-------- Source extract

Measuring the environmental impact

Introduction

Most material choices on BedZED have been made on the basis of clear environmental benefits. Reclaimed steel is much better than new. UK grown FSC certified timber is better than imported non-FSC timber. When such choices can be made cost-neutrally, there is no need for sophisticated analysis. When there is a cost premium or a life cycle implication, it can be helpful to have some method of quantifying the comparative environmental benefits of the alternatives in order to put the issue in context and make an informed decision.

In this report, three different assessment methods have been used to quantify environmental benefits.

Embodied energy and embodied CO₂

The embodied energy of a material is the energy required the abstract, process, manufacture and deliver it, measured in GU/tonne.

The embodied energy of a material needs to be considered over the lifespan of the material, for example aluminium is a highly durable material with a long lifespan of 60 years and is therefore an appropriate solution in some cases, despite its high embodied energy.

Energy consumption itself does not constitute an environmental burden. It is often more useful to consider a material in terms of its embodied CO₂ rather than embodied energy. As it is the CO₂ emissions that contribute to greenhouse gases and lead to global warming.

Embodied CO₂ is not directly proportional to embodied energy. It depends on the specific energy sources of a process. Processes that require high grade electrical energy will result in higher CO₂ emissions than those that run on low grade heat energy. It also depends on the energy source for that particular process. In Scandinavia, most of the power used in the aluminium industry comes from hydro-electric schemes and therefore has no embodied CO₂ in its manufacture.

----------------
-------- Extracted data

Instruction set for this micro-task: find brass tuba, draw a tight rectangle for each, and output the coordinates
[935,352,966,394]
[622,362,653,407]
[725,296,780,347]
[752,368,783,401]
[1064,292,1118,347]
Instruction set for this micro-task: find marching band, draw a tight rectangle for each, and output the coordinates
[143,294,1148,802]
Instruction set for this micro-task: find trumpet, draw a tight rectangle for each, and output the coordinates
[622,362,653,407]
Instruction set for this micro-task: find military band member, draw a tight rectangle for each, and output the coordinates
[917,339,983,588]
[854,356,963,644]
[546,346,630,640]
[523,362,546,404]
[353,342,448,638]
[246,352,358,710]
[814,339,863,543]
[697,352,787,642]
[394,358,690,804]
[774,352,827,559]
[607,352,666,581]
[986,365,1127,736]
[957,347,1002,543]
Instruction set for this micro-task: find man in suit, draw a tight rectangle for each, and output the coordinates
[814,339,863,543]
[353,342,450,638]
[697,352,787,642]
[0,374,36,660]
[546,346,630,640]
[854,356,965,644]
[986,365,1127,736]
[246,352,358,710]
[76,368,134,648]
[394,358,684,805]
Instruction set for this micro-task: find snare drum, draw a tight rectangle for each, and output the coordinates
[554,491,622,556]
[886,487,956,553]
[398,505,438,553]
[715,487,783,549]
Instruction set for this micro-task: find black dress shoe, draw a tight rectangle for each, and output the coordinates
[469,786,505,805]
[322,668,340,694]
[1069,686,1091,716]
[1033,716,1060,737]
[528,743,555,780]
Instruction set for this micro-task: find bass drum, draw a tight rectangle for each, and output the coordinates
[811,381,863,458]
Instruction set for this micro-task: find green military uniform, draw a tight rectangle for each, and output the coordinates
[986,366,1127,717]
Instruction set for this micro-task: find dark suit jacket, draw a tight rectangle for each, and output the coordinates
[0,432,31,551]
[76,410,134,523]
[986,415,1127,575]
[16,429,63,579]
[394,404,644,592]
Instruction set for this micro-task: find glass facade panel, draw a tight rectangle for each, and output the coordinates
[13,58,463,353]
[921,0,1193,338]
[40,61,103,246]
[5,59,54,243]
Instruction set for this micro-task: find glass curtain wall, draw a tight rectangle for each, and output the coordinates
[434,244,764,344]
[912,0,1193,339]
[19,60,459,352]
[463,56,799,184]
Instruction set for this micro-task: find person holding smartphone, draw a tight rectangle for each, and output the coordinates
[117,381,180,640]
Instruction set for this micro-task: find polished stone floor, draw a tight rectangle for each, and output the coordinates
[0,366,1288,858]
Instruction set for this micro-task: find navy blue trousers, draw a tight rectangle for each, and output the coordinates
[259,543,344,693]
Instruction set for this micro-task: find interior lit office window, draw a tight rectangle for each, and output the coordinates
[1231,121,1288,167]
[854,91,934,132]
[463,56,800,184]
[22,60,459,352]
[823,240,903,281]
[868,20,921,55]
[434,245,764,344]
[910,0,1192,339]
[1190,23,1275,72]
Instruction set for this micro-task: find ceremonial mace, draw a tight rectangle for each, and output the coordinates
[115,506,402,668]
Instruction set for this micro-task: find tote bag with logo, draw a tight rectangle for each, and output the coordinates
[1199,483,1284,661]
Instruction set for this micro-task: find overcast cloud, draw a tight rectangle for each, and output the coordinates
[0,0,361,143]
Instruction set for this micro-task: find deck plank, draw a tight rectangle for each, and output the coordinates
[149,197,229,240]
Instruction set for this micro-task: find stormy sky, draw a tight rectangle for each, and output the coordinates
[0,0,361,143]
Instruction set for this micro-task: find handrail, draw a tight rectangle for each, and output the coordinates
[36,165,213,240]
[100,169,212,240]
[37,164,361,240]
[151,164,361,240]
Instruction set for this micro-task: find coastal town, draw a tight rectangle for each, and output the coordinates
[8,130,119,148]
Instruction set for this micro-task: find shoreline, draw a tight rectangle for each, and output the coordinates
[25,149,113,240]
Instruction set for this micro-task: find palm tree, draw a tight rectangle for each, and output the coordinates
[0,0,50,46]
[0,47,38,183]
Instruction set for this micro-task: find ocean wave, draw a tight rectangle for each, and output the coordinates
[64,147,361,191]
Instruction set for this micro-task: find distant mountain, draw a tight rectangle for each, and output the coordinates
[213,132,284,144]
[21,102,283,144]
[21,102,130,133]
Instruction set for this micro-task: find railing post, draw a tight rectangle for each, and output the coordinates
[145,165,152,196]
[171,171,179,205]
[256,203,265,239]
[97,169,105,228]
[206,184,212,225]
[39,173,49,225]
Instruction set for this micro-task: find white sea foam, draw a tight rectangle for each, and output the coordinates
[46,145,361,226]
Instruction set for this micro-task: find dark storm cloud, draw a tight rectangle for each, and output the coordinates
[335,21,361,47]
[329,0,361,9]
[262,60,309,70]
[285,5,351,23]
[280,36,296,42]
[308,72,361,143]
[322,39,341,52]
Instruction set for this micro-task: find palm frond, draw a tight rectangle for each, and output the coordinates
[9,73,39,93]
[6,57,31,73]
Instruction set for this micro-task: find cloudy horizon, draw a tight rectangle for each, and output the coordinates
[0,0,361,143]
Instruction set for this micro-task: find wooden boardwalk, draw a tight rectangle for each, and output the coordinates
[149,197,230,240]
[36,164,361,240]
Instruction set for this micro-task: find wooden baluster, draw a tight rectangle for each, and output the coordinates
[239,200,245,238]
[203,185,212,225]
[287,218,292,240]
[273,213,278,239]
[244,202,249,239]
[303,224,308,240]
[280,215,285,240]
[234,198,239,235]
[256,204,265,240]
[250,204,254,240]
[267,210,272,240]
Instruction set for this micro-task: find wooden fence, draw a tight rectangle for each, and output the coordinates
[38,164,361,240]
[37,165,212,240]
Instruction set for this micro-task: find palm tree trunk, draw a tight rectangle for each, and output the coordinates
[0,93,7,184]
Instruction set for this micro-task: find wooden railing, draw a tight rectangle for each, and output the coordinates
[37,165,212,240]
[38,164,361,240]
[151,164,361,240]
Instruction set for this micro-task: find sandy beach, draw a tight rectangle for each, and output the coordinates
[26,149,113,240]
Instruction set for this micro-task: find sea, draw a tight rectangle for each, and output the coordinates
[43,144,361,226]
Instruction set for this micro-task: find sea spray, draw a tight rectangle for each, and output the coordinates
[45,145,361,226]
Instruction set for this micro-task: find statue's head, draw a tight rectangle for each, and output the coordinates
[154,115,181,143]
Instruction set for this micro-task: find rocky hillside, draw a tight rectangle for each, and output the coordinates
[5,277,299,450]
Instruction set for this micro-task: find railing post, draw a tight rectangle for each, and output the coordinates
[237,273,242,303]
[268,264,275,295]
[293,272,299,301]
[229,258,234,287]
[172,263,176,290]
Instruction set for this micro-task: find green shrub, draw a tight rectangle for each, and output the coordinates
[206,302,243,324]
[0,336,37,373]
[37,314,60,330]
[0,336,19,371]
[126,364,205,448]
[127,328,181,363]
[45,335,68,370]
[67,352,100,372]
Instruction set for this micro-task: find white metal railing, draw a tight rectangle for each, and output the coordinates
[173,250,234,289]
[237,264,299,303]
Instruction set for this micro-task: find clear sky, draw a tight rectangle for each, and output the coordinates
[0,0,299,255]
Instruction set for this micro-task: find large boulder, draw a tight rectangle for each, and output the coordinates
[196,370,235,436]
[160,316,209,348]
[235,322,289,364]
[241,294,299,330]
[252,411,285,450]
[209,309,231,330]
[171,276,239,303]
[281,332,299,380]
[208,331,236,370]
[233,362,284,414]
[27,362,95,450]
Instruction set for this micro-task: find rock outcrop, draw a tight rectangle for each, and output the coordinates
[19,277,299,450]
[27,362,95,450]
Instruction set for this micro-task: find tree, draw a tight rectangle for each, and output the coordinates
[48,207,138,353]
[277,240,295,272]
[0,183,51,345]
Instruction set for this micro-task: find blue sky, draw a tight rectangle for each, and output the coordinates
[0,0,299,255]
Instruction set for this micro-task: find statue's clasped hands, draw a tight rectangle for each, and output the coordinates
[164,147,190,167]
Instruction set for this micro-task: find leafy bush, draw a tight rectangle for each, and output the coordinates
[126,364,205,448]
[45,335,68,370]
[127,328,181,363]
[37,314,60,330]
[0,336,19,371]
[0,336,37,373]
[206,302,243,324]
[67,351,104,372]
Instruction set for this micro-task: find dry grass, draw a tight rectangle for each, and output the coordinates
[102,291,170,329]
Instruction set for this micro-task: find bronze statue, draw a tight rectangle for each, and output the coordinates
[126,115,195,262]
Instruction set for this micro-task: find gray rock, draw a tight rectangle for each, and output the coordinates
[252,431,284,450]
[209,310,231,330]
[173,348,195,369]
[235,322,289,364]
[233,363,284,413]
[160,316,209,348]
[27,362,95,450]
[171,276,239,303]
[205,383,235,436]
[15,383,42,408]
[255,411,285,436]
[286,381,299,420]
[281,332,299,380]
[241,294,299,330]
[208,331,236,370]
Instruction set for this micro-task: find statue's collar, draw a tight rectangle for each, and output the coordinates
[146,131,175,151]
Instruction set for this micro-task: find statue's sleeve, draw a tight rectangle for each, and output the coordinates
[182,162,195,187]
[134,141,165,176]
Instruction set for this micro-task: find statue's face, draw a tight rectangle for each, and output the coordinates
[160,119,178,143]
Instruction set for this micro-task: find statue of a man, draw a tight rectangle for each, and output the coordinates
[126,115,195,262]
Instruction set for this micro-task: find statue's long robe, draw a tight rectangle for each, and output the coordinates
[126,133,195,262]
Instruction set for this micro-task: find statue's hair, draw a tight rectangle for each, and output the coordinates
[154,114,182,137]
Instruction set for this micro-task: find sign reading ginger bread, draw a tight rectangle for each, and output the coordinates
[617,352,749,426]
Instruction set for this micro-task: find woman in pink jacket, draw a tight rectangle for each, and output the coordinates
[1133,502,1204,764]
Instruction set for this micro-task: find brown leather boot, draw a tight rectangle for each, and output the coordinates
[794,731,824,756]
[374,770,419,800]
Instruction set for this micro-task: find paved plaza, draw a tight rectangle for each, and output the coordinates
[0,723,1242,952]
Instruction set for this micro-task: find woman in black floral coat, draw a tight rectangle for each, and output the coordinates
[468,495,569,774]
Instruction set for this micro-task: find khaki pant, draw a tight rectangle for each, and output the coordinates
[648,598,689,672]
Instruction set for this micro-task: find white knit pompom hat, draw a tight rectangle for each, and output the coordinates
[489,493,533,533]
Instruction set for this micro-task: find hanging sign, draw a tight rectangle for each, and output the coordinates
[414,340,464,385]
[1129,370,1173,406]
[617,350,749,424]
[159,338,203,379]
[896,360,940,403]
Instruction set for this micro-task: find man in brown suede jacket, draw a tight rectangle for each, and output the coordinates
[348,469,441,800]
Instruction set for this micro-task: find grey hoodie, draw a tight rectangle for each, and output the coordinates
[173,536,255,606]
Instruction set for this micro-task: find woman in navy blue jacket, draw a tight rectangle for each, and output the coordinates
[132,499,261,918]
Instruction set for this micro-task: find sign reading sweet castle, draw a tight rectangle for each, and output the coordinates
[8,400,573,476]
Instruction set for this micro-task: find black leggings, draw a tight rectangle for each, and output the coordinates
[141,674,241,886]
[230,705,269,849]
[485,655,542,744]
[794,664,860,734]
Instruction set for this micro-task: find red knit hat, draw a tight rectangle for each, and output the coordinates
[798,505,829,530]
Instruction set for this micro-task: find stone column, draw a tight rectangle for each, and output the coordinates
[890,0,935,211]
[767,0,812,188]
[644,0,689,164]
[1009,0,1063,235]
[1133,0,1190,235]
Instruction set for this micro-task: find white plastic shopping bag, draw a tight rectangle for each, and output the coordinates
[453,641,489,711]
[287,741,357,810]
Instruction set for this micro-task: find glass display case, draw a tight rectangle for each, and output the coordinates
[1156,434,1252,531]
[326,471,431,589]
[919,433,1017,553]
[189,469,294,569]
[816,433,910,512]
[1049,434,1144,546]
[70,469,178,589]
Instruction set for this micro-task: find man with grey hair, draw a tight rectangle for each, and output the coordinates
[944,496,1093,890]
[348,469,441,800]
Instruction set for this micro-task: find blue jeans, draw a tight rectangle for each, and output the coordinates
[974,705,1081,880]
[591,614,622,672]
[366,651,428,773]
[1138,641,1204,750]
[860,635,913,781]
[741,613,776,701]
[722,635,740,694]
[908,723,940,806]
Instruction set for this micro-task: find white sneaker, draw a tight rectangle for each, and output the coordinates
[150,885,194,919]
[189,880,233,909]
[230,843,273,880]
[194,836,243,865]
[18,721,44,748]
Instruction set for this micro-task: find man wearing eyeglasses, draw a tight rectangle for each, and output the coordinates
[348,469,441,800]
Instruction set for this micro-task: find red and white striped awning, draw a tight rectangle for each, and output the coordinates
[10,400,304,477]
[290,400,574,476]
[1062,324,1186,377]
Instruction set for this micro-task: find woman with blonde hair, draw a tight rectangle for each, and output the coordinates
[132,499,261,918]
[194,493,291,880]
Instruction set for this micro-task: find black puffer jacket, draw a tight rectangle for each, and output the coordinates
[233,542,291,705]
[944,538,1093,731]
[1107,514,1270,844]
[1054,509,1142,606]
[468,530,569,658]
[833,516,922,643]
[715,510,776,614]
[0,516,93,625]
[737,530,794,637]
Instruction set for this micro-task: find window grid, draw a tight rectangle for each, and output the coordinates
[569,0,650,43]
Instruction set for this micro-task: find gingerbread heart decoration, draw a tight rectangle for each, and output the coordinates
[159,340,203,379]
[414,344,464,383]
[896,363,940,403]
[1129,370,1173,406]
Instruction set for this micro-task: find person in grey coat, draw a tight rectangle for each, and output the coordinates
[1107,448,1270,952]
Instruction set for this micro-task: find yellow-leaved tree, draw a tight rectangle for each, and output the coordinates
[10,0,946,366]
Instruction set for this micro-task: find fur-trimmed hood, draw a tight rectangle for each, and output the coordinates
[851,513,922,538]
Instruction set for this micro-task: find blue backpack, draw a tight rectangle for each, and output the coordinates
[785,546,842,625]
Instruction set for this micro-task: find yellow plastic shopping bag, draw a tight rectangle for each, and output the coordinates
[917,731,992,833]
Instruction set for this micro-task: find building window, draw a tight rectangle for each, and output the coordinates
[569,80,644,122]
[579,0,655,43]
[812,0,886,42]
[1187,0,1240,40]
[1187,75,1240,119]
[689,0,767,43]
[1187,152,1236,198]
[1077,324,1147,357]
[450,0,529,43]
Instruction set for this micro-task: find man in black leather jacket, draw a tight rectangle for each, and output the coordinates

----------------

**Parts of the exercise:**
1. From the environmental impact page, list the activities that the definition of embodied energy covers.
2. Decide whether each statement agrees with the environmental impact page. For each, answer yes or no and quote the deciding words.
(a) Reclaimed steel is better than new steel.
(b) Embodied CO₂ rises in direct proportion to embodied energy.
(c) Aluminium is given a lifespan of 60 years.
3. According to the environmental impact page, where does most of the power used in Scandinavia's aluminium industry come from?

**Solutions to the exercise:**
1. abstracting, processing, manufacturing and delivering the material

2.
(a) Yes: "Reclaimed steel is much better than new."
(b) No: "Embodied CO₂ is not directly proportional to embodied energy."
(c) Yes: "a long lifespan of 60 years"

3. Hydro-electric schemes.